What you should do: For the data below, give again exactly the lines from the one containing "the wooden plank." through the one containing "the white wall.", both ends included, and no others.

##### Provided data

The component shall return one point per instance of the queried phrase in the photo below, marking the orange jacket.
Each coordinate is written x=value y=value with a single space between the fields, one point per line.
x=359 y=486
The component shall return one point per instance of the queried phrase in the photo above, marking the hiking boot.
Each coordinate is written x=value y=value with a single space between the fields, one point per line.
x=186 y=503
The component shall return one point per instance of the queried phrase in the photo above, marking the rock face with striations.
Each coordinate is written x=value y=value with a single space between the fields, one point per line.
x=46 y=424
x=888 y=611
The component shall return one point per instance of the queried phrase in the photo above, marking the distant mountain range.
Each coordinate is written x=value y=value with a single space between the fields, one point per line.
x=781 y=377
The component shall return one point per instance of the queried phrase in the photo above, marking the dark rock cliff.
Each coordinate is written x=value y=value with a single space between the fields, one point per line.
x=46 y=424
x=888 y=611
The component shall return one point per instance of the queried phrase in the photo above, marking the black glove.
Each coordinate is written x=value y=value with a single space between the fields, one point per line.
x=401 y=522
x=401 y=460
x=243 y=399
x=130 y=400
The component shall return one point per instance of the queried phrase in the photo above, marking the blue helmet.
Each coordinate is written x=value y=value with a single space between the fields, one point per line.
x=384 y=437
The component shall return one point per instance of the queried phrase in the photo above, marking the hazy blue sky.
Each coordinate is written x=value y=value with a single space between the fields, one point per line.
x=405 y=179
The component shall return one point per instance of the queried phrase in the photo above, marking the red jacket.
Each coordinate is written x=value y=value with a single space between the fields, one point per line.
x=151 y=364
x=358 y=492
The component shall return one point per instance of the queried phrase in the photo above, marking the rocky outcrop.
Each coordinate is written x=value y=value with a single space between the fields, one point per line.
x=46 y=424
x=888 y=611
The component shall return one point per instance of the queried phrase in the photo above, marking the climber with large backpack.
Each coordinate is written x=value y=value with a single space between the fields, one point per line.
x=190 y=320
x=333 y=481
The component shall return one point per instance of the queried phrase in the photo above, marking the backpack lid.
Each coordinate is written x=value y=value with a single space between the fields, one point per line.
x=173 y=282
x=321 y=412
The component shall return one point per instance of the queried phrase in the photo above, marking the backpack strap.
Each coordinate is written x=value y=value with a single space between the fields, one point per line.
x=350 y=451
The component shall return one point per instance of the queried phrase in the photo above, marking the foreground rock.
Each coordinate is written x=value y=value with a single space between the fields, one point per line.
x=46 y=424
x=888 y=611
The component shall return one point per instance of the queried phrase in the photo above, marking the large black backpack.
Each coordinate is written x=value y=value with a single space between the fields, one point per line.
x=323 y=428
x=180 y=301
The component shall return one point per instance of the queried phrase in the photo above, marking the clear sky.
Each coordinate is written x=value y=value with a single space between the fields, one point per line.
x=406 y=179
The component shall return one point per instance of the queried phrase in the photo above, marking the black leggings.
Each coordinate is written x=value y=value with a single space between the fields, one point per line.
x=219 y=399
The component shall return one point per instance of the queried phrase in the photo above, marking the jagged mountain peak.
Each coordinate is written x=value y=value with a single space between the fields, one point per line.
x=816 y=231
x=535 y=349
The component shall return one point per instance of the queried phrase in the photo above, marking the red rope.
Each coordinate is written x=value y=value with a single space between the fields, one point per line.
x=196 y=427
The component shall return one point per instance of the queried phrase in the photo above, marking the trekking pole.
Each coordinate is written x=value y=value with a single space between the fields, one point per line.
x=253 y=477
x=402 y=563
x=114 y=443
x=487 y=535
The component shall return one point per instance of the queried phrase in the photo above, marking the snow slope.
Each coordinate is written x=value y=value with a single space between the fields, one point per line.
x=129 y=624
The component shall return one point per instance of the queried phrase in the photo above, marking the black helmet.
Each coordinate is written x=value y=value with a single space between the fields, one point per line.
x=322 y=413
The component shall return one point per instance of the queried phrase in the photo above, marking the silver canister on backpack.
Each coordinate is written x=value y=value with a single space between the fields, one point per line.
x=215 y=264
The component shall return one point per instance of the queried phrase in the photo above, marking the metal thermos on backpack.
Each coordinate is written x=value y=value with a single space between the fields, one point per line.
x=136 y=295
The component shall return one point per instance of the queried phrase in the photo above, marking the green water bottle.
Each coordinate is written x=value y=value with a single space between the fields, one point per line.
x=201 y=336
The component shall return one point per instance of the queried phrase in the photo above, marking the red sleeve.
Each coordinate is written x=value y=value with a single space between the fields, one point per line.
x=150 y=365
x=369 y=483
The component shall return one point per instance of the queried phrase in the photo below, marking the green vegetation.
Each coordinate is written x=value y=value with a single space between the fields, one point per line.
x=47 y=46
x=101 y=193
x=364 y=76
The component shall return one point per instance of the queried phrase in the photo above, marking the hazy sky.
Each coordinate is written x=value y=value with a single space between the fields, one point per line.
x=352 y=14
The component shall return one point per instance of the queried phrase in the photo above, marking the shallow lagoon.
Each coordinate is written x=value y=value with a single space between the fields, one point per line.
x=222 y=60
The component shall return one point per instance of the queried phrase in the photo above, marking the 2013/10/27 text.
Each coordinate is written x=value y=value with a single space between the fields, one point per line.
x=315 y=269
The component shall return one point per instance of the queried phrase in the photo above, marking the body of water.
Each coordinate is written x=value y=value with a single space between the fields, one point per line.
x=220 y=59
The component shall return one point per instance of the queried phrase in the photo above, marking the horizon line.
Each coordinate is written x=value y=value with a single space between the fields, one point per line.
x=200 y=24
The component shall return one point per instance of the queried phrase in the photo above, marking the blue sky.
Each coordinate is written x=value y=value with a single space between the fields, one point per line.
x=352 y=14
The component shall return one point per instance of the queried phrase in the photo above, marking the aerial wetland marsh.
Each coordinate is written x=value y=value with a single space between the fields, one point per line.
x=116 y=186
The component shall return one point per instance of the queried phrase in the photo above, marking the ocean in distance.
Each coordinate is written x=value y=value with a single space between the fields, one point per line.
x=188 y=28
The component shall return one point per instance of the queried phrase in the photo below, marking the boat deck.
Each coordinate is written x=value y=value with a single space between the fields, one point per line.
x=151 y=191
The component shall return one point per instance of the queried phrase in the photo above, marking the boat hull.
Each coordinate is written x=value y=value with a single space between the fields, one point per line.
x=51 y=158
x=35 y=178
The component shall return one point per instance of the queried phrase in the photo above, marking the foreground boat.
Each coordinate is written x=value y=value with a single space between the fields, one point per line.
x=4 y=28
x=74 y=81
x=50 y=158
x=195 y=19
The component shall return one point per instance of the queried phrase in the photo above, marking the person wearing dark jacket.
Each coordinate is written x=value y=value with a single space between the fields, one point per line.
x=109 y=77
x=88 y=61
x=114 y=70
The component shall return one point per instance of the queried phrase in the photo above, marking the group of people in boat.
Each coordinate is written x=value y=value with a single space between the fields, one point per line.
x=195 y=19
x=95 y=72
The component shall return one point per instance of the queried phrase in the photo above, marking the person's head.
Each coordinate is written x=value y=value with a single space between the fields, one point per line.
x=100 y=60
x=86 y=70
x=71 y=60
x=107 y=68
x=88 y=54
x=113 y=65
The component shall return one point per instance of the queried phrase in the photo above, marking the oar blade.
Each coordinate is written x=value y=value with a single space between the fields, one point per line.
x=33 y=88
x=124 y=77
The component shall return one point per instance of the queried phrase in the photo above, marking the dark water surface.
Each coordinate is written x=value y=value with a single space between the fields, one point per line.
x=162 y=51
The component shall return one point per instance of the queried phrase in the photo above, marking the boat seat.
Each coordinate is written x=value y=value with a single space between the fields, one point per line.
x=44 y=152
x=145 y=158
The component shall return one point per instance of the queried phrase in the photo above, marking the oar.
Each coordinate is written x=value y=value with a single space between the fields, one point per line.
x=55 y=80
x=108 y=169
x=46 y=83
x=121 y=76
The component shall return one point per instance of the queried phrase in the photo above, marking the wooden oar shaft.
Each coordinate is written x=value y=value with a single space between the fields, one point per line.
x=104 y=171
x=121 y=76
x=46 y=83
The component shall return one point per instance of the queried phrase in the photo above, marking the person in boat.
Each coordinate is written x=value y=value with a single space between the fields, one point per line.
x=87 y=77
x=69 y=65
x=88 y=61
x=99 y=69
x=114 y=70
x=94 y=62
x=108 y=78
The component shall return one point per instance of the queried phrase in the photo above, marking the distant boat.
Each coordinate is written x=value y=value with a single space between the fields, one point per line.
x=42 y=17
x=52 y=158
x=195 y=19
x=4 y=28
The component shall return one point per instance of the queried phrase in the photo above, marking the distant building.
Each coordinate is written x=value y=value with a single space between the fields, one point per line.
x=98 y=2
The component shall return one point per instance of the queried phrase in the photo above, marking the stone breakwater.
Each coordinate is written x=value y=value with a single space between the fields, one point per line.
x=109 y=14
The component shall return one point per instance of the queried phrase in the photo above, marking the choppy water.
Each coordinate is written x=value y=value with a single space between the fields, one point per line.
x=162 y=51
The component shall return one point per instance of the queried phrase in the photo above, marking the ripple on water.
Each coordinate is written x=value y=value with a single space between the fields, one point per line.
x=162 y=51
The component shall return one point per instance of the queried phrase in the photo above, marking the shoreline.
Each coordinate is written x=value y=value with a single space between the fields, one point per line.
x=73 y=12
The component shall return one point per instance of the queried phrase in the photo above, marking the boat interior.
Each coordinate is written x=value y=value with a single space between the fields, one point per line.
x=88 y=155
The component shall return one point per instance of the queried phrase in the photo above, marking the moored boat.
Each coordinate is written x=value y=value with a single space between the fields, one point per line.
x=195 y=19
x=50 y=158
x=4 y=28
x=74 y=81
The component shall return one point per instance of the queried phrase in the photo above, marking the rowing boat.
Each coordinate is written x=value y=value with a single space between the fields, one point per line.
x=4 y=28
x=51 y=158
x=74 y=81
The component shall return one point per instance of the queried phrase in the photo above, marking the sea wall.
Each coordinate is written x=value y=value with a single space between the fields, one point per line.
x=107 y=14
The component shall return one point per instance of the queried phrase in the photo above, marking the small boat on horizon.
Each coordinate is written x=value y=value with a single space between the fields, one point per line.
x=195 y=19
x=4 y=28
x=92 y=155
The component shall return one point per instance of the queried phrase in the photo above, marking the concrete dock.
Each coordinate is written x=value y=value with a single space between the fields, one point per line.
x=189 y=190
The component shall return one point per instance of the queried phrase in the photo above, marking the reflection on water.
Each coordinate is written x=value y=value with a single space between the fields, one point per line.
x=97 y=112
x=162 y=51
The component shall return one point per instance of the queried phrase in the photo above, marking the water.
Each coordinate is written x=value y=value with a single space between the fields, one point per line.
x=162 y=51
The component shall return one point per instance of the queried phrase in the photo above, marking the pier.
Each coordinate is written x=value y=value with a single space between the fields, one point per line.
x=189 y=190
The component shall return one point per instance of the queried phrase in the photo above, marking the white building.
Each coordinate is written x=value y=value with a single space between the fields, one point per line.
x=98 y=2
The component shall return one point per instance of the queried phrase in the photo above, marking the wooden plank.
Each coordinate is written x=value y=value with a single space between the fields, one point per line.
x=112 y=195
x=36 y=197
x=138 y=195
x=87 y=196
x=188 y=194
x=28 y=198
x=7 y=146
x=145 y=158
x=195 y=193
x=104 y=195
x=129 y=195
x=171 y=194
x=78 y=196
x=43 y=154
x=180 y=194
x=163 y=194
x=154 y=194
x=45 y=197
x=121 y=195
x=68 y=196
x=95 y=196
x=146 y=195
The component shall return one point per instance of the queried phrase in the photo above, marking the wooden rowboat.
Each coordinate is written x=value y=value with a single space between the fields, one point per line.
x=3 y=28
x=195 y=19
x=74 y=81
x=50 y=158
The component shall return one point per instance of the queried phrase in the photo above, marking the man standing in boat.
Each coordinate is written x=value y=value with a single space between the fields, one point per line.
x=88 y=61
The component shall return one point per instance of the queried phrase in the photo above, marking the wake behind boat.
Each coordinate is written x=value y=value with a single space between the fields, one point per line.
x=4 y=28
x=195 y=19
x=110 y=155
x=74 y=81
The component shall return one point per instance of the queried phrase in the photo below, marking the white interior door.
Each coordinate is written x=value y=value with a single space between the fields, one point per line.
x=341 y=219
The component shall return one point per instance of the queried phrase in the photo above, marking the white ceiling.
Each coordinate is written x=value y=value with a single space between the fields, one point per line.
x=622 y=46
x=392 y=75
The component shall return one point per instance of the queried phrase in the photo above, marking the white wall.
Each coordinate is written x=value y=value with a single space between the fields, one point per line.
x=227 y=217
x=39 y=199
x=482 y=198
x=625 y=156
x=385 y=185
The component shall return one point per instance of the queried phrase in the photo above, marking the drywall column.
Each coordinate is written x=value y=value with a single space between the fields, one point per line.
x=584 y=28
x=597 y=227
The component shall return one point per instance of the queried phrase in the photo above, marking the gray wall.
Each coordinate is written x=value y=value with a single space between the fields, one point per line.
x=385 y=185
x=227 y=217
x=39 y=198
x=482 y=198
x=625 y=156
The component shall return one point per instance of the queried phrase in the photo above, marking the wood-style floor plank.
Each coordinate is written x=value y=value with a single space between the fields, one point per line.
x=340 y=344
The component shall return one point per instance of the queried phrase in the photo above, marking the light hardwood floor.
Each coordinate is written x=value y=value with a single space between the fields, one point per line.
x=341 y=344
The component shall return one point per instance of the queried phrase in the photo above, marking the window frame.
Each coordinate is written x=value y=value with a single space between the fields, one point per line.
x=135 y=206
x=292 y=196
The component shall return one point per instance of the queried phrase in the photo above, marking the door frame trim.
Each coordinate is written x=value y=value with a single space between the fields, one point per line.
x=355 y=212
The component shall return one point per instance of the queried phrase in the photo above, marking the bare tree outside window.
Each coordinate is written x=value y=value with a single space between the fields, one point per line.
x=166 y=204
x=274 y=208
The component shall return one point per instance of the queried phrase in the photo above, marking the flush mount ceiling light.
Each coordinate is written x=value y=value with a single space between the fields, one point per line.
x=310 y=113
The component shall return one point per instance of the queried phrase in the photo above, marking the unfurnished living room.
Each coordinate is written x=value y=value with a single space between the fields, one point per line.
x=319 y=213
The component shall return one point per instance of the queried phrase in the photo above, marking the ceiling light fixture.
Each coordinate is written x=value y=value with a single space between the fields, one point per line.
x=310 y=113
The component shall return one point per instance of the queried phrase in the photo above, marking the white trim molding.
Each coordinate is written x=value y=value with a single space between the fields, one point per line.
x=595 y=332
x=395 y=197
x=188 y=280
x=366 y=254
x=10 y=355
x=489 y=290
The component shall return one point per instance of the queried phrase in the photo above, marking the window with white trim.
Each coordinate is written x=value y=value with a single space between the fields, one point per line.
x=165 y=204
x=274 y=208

##########

Result of the task:
The component shall return one point per instance of the queried phrase in the photo above, marking the wooden plank.
Each coordinate is written x=value y=value with a single space between the fields, one point per line.
x=112 y=195
x=36 y=197
x=138 y=195
x=87 y=196
x=188 y=194
x=28 y=198
x=7 y=146
x=145 y=158
x=195 y=193
x=104 y=195
x=129 y=195
x=171 y=194
x=78 y=196
x=43 y=154
x=180 y=194
x=163 y=194
x=154 y=194
x=45 y=197
x=121 y=195
x=68 y=196
x=95 y=196
x=146 y=195
The component shall return one point per instance of the queried phrase in the photo above, marking the wooden rowboat.
Each coordinate is written x=value y=value with a single space between the fields, one point per line.
x=3 y=28
x=195 y=19
x=74 y=81
x=50 y=158
The component shall return one point per instance of the queried phrase in the photo above, marking the man standing in boat.
Each coordinate is written x=value y=value with a single space between the fields, one point per line.
x=88 y=61
The component shall return one point per instance of the queried phrase in the photo above, marking the wake behind boat.
Each coordinate is written x=value y=value with a single space between the fields, one point per line.
x=4 y=28
x=195 y=19
x=110 y=155
x=74 y=81
The component shall return one point per instance of the queried phrase in the photo below, marking the white interior door.
Each coordinate is written x=value y=value with a single space between the fields, one point per line.
x=341 y=219
The component shall return one point per instance of the queried phrase in the photo above, marking the white ceiling.
Each coordinate is written x=value y=value with a single space between the fields, one point per line.
x=622 y=46
x=392 y=75
The component shall return one point per instance of the queried phrase in the photo above, marking the white wall.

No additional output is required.